Entries from a point annotation set
>> start
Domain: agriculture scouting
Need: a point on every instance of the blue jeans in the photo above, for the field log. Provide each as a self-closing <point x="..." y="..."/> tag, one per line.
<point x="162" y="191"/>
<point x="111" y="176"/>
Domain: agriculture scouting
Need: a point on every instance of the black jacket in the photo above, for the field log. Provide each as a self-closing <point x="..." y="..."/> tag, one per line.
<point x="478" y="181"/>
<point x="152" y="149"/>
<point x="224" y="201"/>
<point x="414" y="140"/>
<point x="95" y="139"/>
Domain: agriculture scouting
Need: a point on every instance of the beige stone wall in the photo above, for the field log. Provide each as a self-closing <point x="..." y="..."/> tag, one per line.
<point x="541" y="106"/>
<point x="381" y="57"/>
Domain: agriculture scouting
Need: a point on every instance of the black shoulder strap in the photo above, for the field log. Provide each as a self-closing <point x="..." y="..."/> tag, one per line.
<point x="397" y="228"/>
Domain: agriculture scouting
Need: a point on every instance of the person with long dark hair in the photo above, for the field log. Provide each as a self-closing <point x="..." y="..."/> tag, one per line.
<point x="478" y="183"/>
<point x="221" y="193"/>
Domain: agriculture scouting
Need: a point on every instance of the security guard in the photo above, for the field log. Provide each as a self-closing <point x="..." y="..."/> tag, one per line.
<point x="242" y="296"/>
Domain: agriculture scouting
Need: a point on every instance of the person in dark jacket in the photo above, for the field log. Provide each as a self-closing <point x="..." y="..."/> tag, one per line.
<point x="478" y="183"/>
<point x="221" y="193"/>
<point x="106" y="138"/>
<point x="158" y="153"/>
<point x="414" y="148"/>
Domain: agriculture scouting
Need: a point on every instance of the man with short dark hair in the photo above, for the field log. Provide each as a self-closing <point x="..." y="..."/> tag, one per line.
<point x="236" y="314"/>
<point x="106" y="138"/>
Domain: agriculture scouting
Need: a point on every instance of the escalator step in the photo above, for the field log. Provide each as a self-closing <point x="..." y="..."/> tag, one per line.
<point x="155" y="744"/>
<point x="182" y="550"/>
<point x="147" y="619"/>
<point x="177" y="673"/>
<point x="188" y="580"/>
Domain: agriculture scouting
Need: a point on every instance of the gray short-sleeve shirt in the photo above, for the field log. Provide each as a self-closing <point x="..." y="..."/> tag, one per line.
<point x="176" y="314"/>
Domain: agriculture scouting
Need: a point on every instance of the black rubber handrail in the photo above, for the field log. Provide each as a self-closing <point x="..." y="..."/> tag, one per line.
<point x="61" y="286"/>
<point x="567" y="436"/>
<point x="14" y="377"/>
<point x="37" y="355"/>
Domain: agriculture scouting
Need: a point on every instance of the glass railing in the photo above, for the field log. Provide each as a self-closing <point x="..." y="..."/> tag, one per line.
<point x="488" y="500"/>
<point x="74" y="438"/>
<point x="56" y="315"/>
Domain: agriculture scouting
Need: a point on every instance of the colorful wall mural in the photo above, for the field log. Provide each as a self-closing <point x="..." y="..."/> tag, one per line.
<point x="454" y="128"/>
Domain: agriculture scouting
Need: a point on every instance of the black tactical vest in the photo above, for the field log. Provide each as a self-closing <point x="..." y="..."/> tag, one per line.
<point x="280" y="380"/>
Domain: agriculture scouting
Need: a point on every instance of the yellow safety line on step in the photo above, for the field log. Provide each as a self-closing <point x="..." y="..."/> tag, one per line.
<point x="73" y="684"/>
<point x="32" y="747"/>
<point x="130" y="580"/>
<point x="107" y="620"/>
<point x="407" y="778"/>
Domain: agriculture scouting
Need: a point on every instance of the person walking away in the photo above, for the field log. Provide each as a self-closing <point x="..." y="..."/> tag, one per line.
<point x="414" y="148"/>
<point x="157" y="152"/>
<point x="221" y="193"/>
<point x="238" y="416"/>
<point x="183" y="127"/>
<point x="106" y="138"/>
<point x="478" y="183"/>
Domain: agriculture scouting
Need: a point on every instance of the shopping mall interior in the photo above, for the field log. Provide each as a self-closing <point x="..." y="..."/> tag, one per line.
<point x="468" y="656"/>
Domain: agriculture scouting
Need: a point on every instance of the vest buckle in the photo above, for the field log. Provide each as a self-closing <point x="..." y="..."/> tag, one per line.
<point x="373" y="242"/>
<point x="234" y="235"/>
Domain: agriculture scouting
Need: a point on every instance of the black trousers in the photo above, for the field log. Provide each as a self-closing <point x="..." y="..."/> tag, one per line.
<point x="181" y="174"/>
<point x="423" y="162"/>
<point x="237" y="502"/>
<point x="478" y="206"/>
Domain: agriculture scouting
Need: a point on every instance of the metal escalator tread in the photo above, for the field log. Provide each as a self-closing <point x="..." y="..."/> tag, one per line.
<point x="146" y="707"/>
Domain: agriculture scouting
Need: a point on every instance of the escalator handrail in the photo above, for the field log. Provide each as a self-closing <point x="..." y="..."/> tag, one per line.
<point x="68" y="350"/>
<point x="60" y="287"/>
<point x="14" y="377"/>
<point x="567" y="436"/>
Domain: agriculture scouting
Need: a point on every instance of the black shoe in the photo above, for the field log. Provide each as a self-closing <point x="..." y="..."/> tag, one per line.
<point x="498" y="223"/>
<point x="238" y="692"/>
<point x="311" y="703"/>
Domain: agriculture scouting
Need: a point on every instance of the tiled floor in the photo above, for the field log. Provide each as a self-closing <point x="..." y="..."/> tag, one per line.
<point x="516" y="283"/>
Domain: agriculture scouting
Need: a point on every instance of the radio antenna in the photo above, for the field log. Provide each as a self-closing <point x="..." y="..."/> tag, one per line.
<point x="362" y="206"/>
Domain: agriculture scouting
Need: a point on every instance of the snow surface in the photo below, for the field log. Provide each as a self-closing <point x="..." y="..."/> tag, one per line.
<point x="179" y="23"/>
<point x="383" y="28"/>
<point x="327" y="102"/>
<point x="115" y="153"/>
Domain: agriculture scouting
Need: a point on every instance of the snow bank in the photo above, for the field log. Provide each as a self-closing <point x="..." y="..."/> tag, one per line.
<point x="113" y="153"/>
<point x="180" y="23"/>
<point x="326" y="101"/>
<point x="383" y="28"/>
>> end
_Task_:
Reproduce the full set of records precisely.

_Solution to this problem_:
Domain: agriculture scouting
Need: a point on every instance of the blue jeans in the photo above, for the field log. Provide each as a self-closing <point x="..." y="..."/> tag, one per line.
<point x="162" y="191"/>
<point x="111" y="176"/>
Domain: agriculture scouting
Need: a point on every instance of the black jacket in the photo above, for the field log. Provide each as a self-closing <point x="..." y="..."/> tag, one per line.
<point x="478" y="181"/>
<point x="152" y="149"/>
<point x="224" y="201"/>
<point x="414" y="140"/>
<point x="95" y="139"/>
Domain: agriculture scouting
Need: a point on every instance of the beige stone wall in the photo above, for the field log. Provide each as a self-closing <point x="..." y="..."/> tag, one per line.
<point x="541" y="106"/>
<point x="381" y="57"/>
Domain: agriculture scouting
Need: a point on every instance of the black shoulder strap in the photo above, for the field log. Provide each as a self-closing <point x="..." y="..."/> tag, one per line.
<point x="397" y="228"/>
Domain: agriculture scouting
Need: a point on every instance of the person with long dark hair in the photo above, for the field log. Provide each as a self-closing <point x="..." y="..."/> tag, one per line.
<point x="478" y="183"/>
<point x="221" y="193"/>
Domain: agriculture scouting
Need: a point on every instance of the security guard in the photo above, for the field log. Provide each as a self-closing <point x="..." y="..."/> tag, one per line.
<point x="242" y="296"/>
Domain: agriculture scouting
Need: a point on every instance of the person in dark jacket in the photo above, for the field log. Provide each as a self-closing <point x="..." y="..."/> tag, one per line.
<point x="478" y="183"/>
<point x="221" y="193"/>
<point x="106" y="138"/>
<point x="158" y="153"/>
<point x="414" y="148"/>
Domain: agriculture scouting
Need: a point on every instance of the man with short dark hair in the photo above, for the field log. Provide each as a self-closing <point x="..." y="..."/> tag, one per line.
<point x="236" y="314"/>
<point x="106" y="138"/>
Domain: agriculture scouting
Need: a point on every instance of the escalator step in the photo above, for the field log. Provide each as a self-closing <point x="..." y="..."/> tag, one per line.
<point x="155" y="744"/>
<point x="182" y="550"/>
<point x="147" y="619"/>
<point x="177" y="673"/>
<point x="188" y="580"/>
Domain: agriculture scouting
Need: a point on every instance of the gray short-sleeve shirt in the photo above, for the field log. Provide each as a self-closing <point x="..." y="..."/> tag, one per line.
<point x="176" y="314"/>
Domain: agriculture scouting
Need: a point on every instance of the black rubber handrail in the photo above, for the field log. Provide each as a self-closing <point x="..." y="..."/> tag, one per line.
<point x="61" y="286"/>
<point x="567" y="436"/>
<point x="14" y="377"/>
<point x="37" y="355"/>
Domain: agriculture scouting
Need: a point on every instance of the glass railing in the photo above, for the field log. Provide each as a self-closing <point x="..." y="..."/> tag, one per line.
<point x="488" y="500"/>
<point x="74" y="438"/>
<point x="56" y="315"/>
Domain: agriculture scouting
Need: a point on every instance of the colorful wall mural in the photo above, for the field log. Provide each as a self-closing <point x="..." y="..."/> tag, one per line.
<point x="454" y="128"/>
Domain: agriculture scouting
Need: a point on every instance of the black tactical vest in the photo above, for the field log. Provide each as a self-closing <point x="..." y="..."/> tag, one per line.
<point x="280" y="380"/>
Domain: agriculture scouting
Need: a point on every instance of the yellow safety line on step in the photo above, for the field log. Provide each as a self-closing <point x="..." y="..."/> tag, one per line.
<point x="73" y="684"/>
<point x="32" y="747"/>
<point x="130" y="580"/>
<point x="107" y="620"/>
<point x="407" y="778"/>
Domain: agriculture scouting
Need: a point on every instance of the person walking away in the photo above, for the field log. Provide each as a self-closing <point x="..." y="..."/> tag, one per line.
<point x="414" y="148"/>
<point x="157" y="152"/>
<point x="221" y="193"/>
<point x="238" y="416"/>
<point x="183" y="127"/>
<point x="106" y="138"/>
<point x="478" y="183"/>
Domain: agriculture scouting
Need: a point on every instance of the shopping mall interior in the photo above, for the field log. Provide each as a self-closing <point x="..." y="..."/> tag, one per line.
<point x="468" y="656"/>
Domain: agriculture scouting
Need: a point on every instance of the vest buckle in the photo above, for the field log. Provide each as a self-closing <point x="..." y="..."/> tag, one per line.
<point x="373" y="242"/>
<point x="234" y="235"/>
Domain: agriculture scouting
Need: a point on every instance of the black trousers in the photo above, for the field log. Provide each as a self-closing <point x="..." y="..."/> tag, one per line.
<point x="181" y="174"/>
<point x="423" y="162"/>
<point x="237" y="502"/>
<point x="478" y="206"/>
Domain: agriculture scouting
Need: a point on every instance of the metal escalator tread in the photo above, for the field log. Provide each as a self-closing <point x="..." y="..."/> tag, one per line.
<point x="146" y="707"/>
Domain: agriculture scouting
Need: a point on every instance of the escalator handrail in the photo above, for the field log. Provide each as a self-closing <point x="..." y="..."/> tag, one per line.
<point x="68" y="350"/>
<point x="60" y="287"/>
<point x="14" y="377"/>
<point x="567" y="436"/>
Domain: agriculture scouting
Need: a point on every instance of the black shoe in the photo above, for the field log. Provide each as a self-closing <point x="..." y="..."/> tag, one per line.
<point x="498" y="223"/>
<point x="238" y="692"/>
<point x="311" y="703"/>
Domain: agriculture scouting
Need: a point on every instance of the tiled floor in the photo above, for the field log. Provide each as a self-closing <point x="..." y="..."/> tag, one per line.
<point x="516" y="283"/>
Domain: agriculture scouting
Need: a point on every instance of the radio antenna in the photo above, for the field log. Provide each as a self-closing <point x="..." y="..."/> tag, one per line.
<point x="362" y="206"/>
Domain: agriculture scouting
Need: a point on every instance of the snow surface in the photo below, for the field log. Provide each as a self-closing <point x="..." y="..."/> tag, one per line.
<point x="179" y="23"/>
<point x="383" y="28"/>
<point x="327" y="102"/>
<point x="115" y="153"/>
Domain: agriculture scouting
Need: a point on every instance of the snow bank in the photo above, for the field log. Provide each as a self-closing <point x="..." y="..."/> tag, one per line.
<point x="113" y="153"/>
<point x="180" y="23"/>
<point x="326" y="101"/>
<point x="383" y="28"/>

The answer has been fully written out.